**What needs to be done:** Each record that follows is to be duplicated exactly, though its pictures are not.

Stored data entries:
____________________

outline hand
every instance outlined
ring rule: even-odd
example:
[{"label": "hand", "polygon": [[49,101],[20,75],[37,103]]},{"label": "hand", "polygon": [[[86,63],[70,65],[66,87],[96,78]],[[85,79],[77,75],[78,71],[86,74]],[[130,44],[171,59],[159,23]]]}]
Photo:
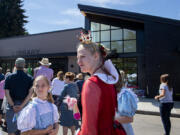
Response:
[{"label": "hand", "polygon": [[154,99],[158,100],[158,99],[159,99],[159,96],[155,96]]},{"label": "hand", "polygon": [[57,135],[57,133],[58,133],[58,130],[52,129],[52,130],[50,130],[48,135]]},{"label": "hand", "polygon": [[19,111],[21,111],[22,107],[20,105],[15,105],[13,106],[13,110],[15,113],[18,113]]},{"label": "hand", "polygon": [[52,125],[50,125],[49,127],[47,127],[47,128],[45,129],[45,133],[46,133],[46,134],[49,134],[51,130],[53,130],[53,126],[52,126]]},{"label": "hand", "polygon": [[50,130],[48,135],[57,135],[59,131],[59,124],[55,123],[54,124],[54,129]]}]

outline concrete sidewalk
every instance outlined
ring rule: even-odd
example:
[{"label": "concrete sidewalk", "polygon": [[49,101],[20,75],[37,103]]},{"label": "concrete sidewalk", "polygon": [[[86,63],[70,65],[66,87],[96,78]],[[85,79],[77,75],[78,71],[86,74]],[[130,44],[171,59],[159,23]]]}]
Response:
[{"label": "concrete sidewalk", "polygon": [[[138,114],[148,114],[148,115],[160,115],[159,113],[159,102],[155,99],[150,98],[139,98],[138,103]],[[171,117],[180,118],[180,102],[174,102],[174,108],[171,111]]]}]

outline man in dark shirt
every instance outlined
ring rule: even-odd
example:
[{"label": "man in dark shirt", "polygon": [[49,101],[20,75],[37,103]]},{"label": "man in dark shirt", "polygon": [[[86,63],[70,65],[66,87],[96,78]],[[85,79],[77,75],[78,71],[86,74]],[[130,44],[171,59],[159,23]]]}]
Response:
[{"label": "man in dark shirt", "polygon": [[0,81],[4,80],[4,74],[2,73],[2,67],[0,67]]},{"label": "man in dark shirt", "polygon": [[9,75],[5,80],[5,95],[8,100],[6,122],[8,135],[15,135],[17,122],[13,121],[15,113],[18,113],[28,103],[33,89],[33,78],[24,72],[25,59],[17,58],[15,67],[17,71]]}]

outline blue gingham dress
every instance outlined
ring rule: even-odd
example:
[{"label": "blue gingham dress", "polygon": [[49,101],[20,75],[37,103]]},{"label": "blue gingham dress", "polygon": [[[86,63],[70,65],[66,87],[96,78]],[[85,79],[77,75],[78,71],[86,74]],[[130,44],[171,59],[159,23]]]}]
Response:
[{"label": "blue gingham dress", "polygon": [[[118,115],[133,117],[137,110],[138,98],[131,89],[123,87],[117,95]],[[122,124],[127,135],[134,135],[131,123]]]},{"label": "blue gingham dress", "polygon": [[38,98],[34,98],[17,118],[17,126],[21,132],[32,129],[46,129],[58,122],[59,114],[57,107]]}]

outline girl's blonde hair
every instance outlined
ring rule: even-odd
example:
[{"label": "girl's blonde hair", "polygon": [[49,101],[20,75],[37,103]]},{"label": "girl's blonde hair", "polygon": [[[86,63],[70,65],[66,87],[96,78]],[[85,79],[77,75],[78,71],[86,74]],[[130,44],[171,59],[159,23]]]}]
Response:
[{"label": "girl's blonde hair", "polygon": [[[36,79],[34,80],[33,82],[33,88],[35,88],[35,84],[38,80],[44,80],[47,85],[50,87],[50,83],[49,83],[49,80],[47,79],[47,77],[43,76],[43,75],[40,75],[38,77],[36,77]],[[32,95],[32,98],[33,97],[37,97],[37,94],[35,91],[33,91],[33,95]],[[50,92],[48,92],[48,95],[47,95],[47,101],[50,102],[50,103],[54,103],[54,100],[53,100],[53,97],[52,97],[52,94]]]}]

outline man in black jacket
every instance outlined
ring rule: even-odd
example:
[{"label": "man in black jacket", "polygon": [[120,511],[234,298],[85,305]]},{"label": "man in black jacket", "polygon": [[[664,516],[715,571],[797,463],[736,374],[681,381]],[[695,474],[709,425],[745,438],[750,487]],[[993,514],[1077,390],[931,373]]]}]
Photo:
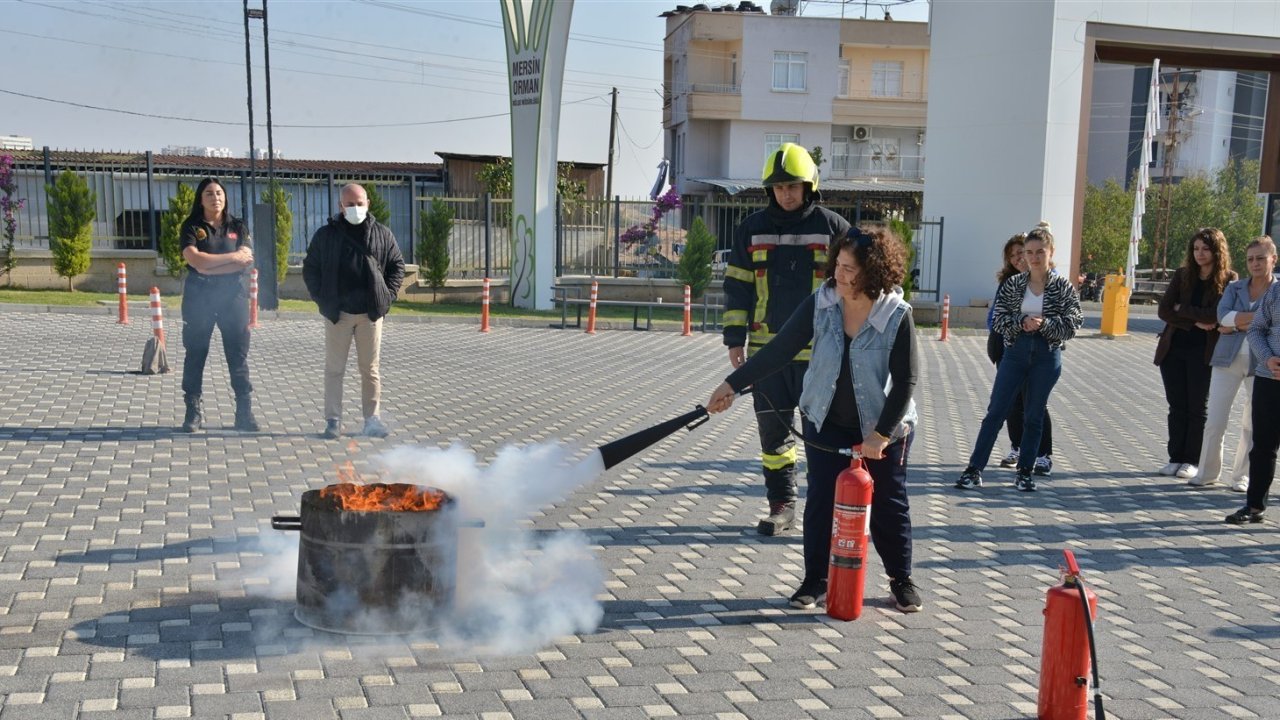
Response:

____________________

**Solved problem:**
outline hand
every instance outlined
ring rule: even-odd
example:
[{"label": "hand", "polygon": [[49,101],[20,75],[37,103]]},{"label": "hand", "polygon": [[[86,63],[70,65],[66,87],[96,78]],[[85,79],[77,75],[78,71],[86,74]],[[130,44],[171,59],[159,23]]]}]
Photo:
Response:
[{"label": "hand", "polygon": [[154,99],[158,100],[158,99],[159,99],[159,96],[155,96]]},{"label": "hand", "polygon": [[57,135],[57,133],[58,133],[58,130],[52,129],[52,130],[50,130],[48,135]]},{"label": "hand", "polygon": [[19,111],[21,111],[22,107],[20,105],[15,105],[13,106],[13,110],[15,113],[18,113]]},{"label": "hand", "polygon": [[52,125],[50,125],[49,127],[47,127],[47,128],[45,129],[45,133],[46,133],[46,134],[49,134],[51,130],[53,130],[53,126],[52,126]]},{"label": "hand", "polygon": [[50,130],[48,135],[57,135],[59,131],[59,124],[55,123],[54,124],[54,129]]}]

outline concrete sidewalk
every instance outlined
ring rule: even-odd
example:
[{"label": "concrete sidewalk", "polygon": [[49,101],[20,75],[37,103]]},{"label": "concrete sidewalk", "polygon": [[[86,63],[70,65],[66,87],[96,78]],[[85,79],[77,75],[78,71],[86,74]],[[130,44],[171,59],[159,23]]]}]
Response:
[{"label": "concrete sidewalk", "polygon": [[[138,114],[148,114],[148,115],[160,115],[159,113],[159,102],[155,99],[150,98],[139,98],[138,103]],[[171,117],[180,118],[180,102],[174,102],[174,108],[171,111]]]}]

outline man in dark shirt
every instance outlined
ring rule: even-odd
example:
[{"label": "man in dark shirt", "polygon": [[49,101],[20,75],[37,103]]},{"label": "man in dark shirt", "polygon": [[[86,63],[70,65],[66,87],[96,78]],[[85,79],[77,75],[78,71],[86,74]],[[130,44],[171,59],[159,23]]]}]
Response:
[{"label": "man in dark shirt", "polygon": [[0,81],[4,80],[4,74],[2,73],[2,67],[0,67]]},{"label": "man in dark shirt", "polygon": [[9,75],[5,80],[5,95],[8,100],[6,122],[8,135],[15,135],[17,122],[13,121],[15,113],[18,113],[28,103],[33,89],[33,78],[24,72],[25,59],[17,58],[15,67],[17,71]]}]

outline blue gingham dress
every instance outlined
ring rule: even-odd
example:
[{"label": "blue gingham dress", "polygon": [[49,101],[20,75],[37,103]]},{"label": "blue gingham dress", "polygon": [[[86,63],[70,65],[66,87],[96,78]],[[85,79],[77,75],[78,71],[86,74]],[[130,44],[171,59],[159,23]]]}]
Response:
[{"label": "blue gingham dress", "polygon": [[[118,115],[133,117],[137,110],[138,98],[131,89],[123,87],[117,95]],[[122,124],[127,135],[134,135],[131,123]]]},{"label": "blue gingham dress", "polygon": [[38,98],[34,98],[17,118],[17,126],[21,132],[32,129],[46,129],[58,122],[59,114],[57,107]]}]

outline girl's blonde hair
every instance outlined
ring rule: even-odd
example:
[{"label": "girl's blonde hair", "polygon": [[49,101],[20,75],[37,103]]},{"label": "girl's blonde hair", "polygon": [[[86,63],[70,65],[66,87],[96,78]],[[85,79],[77,75],[78,71],[86,74]],[[130,44],[171,59],[159,23]]]}]
Response:
[{"label": "girl's blonde hair", "polygon": [[[36,79],[34,80],[33,82],[33,88],[35,88],[35,84],[38,80],[44,80],[47,85],[50,87],[50,83],[49,83],[49,80],[47,79],[47,77],[43,76],[43,75],[40,75],[38,77],[36,77]],[[32,95],[32,98],[33,97],[37,97],[37,94],[35,91],[33,91],[33,95]],[[50,92],[48,92],[48,95],[47,95],[47,101],[50,102],[50,103],[54,103],[54,100],[53,100],[53,97],[52,97],[52,94]]]}]

outline man in black jacket
every instance outlined
ring rule: even-odd
example:
[{"label": "man in black jacket", "polygon": [[120,511],[234,298],[85,305]]},{"label": "man in black jacket", "polygon": [[[664,516],[715,571],[797,463],[736,374],[681,381]],[[695,474],[709,425],[745,438],[750,487]],[[993,514],[1077,390],[931,373]]]}]
Photo:
Response:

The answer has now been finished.